### THE TASK
Please resume the forum thread about the military unit's headquarters blueprints found in a trash can, picking up right after its final line.

### TEXT BLOCK
# Elite military unit's blueprints for new HQ found in trash can



## Panzer Grenadier (20 Mar 2008)

Thought this would catch someones attention.

http://www.canada.com/ottawacitizen/news/story.html?id=a6c9fc28-8ffb-4d32-a31a-5ffacd713bb8

[MODS if this topic already exists - delete this.]


----------



## IN HOC SIGNO (20 Mar 2008)

Panzer Grenadier said:
			
		

> Thought this would catch someones attention.
> 
> http://www.canada.com/ottawacitizen/news/story.html?id=a6c9fc28-8ffb-4d32-a31a-5ffacd713bb8
> 
> [MODS if this topic already exists - delete this.]



Unbelievable. I wonder  where other copies of these plans could be?


----------



## Pte.Butt (20 Mar 2008)

Well would you look at that. 
 I guess someone screwed up pretty bad, lets just hope the blueprints never reached the wrong hands.


----------



## midget-boyd91 (20 Mar 2008)

ButtA said:
			
		

> Well would you look at that.
> I guess someone screwed up pretty bad, lets just hope the blueprints never reached the wrong hands.



"Anthony Salloum, an analyst with the Rideau Institute, the left-leaning Ottawa think-tank."

Too late.

Midget


----------



## Fusaki (20 Mar 2008)

> I guess someone screwed up pretty bad, lets just hope the blueprints never reached the wrong hands.





> "Anthony Salloum, an analyst with the Rideau Institute, the left-leaning Ottawa think-tank."



What are the odds, eh? An employee of the Rideau Institute just happens to be rooting through a Bank St garbage can that just happens to contain classified documents that would embarrass the military... I hate the come off as the kind of guy who wears a tinfoil hat, but I feel like there's something really shifty about this.

Or maybe its just aluminum pot syndrome...


----------



## Weinie (20 Mar 2008)

It get's better. The _*one*_ set of blueprints he picks out of many, just "happen" to be the ones for the CJIRU.

   The journalist and Mr. Salloum should get together again, and buy a lottery ticket.


----------



## X-mo-1979 (20 Mar 2008)

Got me to thinking.
How many terrorist do we have working as Geotechs in our military?

I'm a proud wearer of my tin foil hat,cause if I've thought about it....so have they.


----------



## KevinB (20 Mar 2008)

Less terrorist -- more leakers to outside sources - presumably for reasons other than terrorism...


[tinfoil]
  Of course if I where at DHTC -- and I did not want to get potentially moved to Trenton with the NBCD coy (now the "elite" JIRU)  and "Advanced Land Warfare Cell" (CABC by another name again) something like this in a dumpster is perfect 
[/tinfoil]


----------



## Kiwi99 (20 Mar 2008)

I agree, of all the people that walked past this garbage can, it was this individual from the Rideau institute that decided to have a look.  Way to conveniant for me to believe.


----------



## PMedMoe (20 Mar 2008)

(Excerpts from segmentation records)

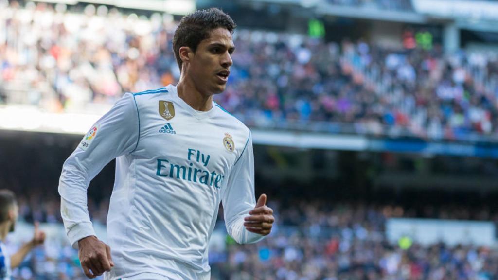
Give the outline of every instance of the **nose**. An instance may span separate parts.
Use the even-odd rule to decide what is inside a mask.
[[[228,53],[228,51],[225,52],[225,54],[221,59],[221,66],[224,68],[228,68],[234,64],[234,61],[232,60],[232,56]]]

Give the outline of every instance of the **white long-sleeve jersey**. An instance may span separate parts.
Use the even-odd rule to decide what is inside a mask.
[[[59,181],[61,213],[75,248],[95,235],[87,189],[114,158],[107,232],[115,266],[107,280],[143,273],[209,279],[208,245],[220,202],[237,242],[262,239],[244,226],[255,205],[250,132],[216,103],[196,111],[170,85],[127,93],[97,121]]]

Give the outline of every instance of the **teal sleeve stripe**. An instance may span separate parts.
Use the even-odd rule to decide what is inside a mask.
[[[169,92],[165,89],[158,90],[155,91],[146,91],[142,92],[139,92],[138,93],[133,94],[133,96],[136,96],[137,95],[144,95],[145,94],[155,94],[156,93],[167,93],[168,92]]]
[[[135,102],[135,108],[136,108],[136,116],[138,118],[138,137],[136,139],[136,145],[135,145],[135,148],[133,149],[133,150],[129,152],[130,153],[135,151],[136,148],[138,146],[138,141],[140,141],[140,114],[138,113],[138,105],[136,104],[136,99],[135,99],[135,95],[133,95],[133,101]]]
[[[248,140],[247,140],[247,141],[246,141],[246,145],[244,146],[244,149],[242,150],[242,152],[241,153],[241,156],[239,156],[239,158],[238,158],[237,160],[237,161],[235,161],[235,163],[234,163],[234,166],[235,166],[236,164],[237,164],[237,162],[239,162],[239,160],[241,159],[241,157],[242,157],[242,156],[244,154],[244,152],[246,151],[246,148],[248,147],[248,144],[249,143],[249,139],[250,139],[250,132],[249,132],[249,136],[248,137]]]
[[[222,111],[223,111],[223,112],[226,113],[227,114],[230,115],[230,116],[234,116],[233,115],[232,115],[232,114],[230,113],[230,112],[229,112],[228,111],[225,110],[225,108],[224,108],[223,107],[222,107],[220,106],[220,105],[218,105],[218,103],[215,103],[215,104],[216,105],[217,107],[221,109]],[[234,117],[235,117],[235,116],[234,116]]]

### EXERCISE RESULT
[sarcasm] Yep, because I *always* root in trash cans looking for important documents.   :  Maybe they'll find the Somalia papers too. [/sarcasm]

Oops, found this statement: "The 26 blueprints were contained in one of seven defense ministry files that a passer-by found *on top of garbage bags* on an Ottawa street."  at Yahoo news  But still, figure the odds.....


----------



## daftandbarmy (20 Mar 2008)

I bet that we are so cunning, that someone planted these fake plans to draw the bad guys off our scent. The REAL secret unit is actually holed up in an abandoned elementary school in rural Saskatchewan.  ;D


----------



## OldSolduer (20 Mar 2008)

Hey guys I've been fitted with a tin foil hockey helmet.....zinnnnnggg.....


----------



## garb811 (20 Mar 2008)

Personally I find it hilarious that "Defence Expert" Steven Staples didn't have a clue what the JNBCD Coy was.

I was going to post a long rant about why this is a trivial security concern but, I'm sorry, this is Walter Mitty shit.  Next thing we know the Rideau Institute is going to be getting it's scoops and scandals via walking past a rock in a park and having the info downloaded onto their PDA...   

David P., if you're reading this, I'm surprised you fell for it too.   :


----------



## Dissident (20 Mar 2008)

garb811 said:
			
		

> Personally I find it hilarious that "Defence Expert" Steven Staples didn't have a clue what the JNBCD Coy was.



Ouch.


----------



## geo (20 Mar 2008)

Well, blueprints are numbered.
Check out it's serial number and have a chat with the winner who has/had the lucky number.

pert simple really!


----------



## Blackadder1916 (20 Mar 2008)

Weinie said:
			
		

> It get's better. The _*one*_ set of blueprints he picks out of many, just "happen" to be the ones for the CJIRU.



http://www.canada.com/ottawacitizen/news/story.html?id=a6c9fc28-8ffb-4d32-a31a-5ffacd713bb8


> Each page is marked "National Defence, Project No. IE070599, NBCD Company, 8 Wing, Trenton, *electrical site plan*."


My guess is the other rolls of plans would have been for the same project but marked for other elements of the design such as, Architectural, Structural, Civil, Electrical, Mechanical, Plumbing, Landscaping.


----------



## AffLicTioN (20 Mar 2008)

I couldn't get the link to work so i found a different one for anyone interested.

http://www.nationalpost.com/news/story.html?id=389174


----------



## blacktriangle (20 Mar 2008)

Inside job anyone? Geo is that what you're thinking? I also love the part where the RI man states that he only took one out of 6 or 7, thus insinuating that the others could be in the hands of enemies. 

For all we know, there was only 1, and it might have been leaked to him. It makes for all too convenient of a sh*tstorm.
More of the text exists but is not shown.